◆ Quoted text
▬▬▬▬▬▬▬▬▬▬
Returns the ID value of this class.

This method can be used to check the current concrete instance type.

Since: Experimental API

Returns:: The class type ID of the Scene instance.

Public Members

Impl *pImpl

Public Static Functions

static std::unique_ptr<Scene> gen() noexcept

Creates a new Scene object.

Returns:: A new Scene object.

static uint32_t identifier() noexcept

See also

Scene::type()

Protected Functions

Scene(const Scene&) = delete

const Scene &operator=(const Scene&) = delete

Scene()

class Text : public tvg::Paint 

#include <thorvg.h>

A class to represent text objects in a graphical context, allowing for rendering and manipulation of unicode text.

Since: 0.15

Public Functions

~Text()

Result font(const char *name, float size, const char *style = nullptr) noexcept

Sets the font properties for the text.

This function allows you to define the font characteristics used for text rendering. It sets the font name, size and optionally the style.

Note

Experimental API

Parameters:

name – [in] The name of the font. This should correspond to a font available in the canvas.
size – [in] The size of the font in points. This determines how large the text will appear.
style – [in] The style of the font. It can be used to set the font to 'italic'. If not specified, the default style is used. Only 'italic' style is supported currently.

Return values:

Result::InsufficientCondition – when the specified name cannot be found.

Result text(const char *text) noexcept

Assigns the given unicode text to be rendered.

This function sets the unicode string that will be displayed by the rendering system. The text is set according to the specified UTF encoding method, which defaults to UTF-8.

Note

Experimental API

Parameters:: text – [in] The multi-byte text encoded with utf8 string to be rendered.

Result fill(uint8_t r, uint8_t g, uint8_t b) noexcept

Sets the text color.

See also

Text::font()
▬▬▬▬▬▬▬▬▬▬
◆ Data extract
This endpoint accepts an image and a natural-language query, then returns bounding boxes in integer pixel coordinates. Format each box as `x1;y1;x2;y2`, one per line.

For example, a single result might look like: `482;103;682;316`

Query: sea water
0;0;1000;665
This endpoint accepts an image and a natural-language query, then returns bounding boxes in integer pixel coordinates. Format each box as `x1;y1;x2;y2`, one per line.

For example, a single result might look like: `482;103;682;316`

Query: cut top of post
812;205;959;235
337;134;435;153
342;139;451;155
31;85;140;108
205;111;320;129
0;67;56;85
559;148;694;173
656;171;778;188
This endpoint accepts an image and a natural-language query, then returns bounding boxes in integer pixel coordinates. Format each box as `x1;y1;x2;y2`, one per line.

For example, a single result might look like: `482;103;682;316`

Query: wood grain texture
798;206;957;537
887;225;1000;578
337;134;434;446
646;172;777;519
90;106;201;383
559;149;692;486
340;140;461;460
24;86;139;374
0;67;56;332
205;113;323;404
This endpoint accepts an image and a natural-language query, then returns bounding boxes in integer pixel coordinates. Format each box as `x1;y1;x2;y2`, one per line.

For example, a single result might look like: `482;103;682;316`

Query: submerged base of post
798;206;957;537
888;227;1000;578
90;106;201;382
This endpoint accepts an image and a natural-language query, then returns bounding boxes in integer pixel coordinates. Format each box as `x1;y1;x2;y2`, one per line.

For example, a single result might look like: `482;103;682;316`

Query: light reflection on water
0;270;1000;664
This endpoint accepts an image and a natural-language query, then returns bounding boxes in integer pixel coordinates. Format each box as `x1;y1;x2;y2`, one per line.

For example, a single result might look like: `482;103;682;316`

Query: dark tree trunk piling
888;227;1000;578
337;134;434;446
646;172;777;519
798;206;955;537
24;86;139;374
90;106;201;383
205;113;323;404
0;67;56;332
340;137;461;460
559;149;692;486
▬▬▬▬▬▬▬▬▬▬
◆ Short exercise
Extend the ThorVG API reference beyond its last line. The records have no role in this exercise.

◆ Result of this task
Since: 0.15

Parameters:

r – [in] The red color channel value in the range [0 ~ 255]. The default value is 0.
g – [in] The green color channel value in the range [0 ~ 255]. The default value is 0.
b – [in] The blue color channel value in the range [0 ~ 255]. The default value is 0.

Result fill(std::unique_ptr<Fill> f) noexcept

Sets the gradient fill for all of the figures from the text.

The parts of the text defined as inner are filled.

See also

Text::font()

Since: 0.15

Note

Either a solid color or a gradient fill is applied, depending on what was set as last.

Parameters:: f – [in] The unique pointer to the gradient fill.

virtual Type type() const noexcept override

Returns the ID value of this class.

This method can be used to check the current concrete instance type.

Since: Experimental API

Returns:: The class type ID of the Text instance.

Public Members

Impl *pImpl

Public Static Functions

static Result load(const std::string &path) noexcept

Loads a scalable font data (ttf) from a file.

ThorVG efficiently caches the loaded data using the specified path as a key. This means that loading the same file again will not result in duplicate operations; instead, ThorVG will reuse the previously loaded font data.

See also

Text::unload(const std::string& path)

Since: 0.15

Parameters:

path – [in] The path to the font file.

Return values:

Result::InvalidArguments – In case the path is invalid.
Result::NonSupport – When trying to load a file with an unknown extension.

static Result load(const char *name, const char *data, uint32_t size, const std::string &mimeType = "ttf", bool copy = false) noexcept

Loads a scalable font data (ttf) from a memory block of a given size.

ThorVG efficiently caches the loaded font data using the specified name as a key. This means that loading the same fonts again will not result in duplicate operations. Instead, ThorVG will reuse the previously loaded font data.

Note

To unload the font data loaded using this API, pass the proper name and nullptr as data.

Note

If you are unsure about the MIME type, you can provide an empty value like "", and thorvg will attempt to figure it out.

Note

0.15

Warning

It's the user responsibility to release the data memory.

Parameters:

name – [in] The name under which the font will be stored and accessible (e.x. in a font() API).
data – [in] A pointer to a memory location where the content of the font data is stored.
size – [in] The size in bytes of the memory occupied by the data.
mimeType – [in] Mimetype or extension of font data. In case an empty string is provided the loader will be determined automatically.
copy – [in] If true the data are copied into the engine local buffer, otherwise they are not (default).

Return values:

Result::InvalidArguments – If no name is provided or if size is zero while data points to a valid memory location.
Result::NonSupport – When trying to load a file with an unsupported extension.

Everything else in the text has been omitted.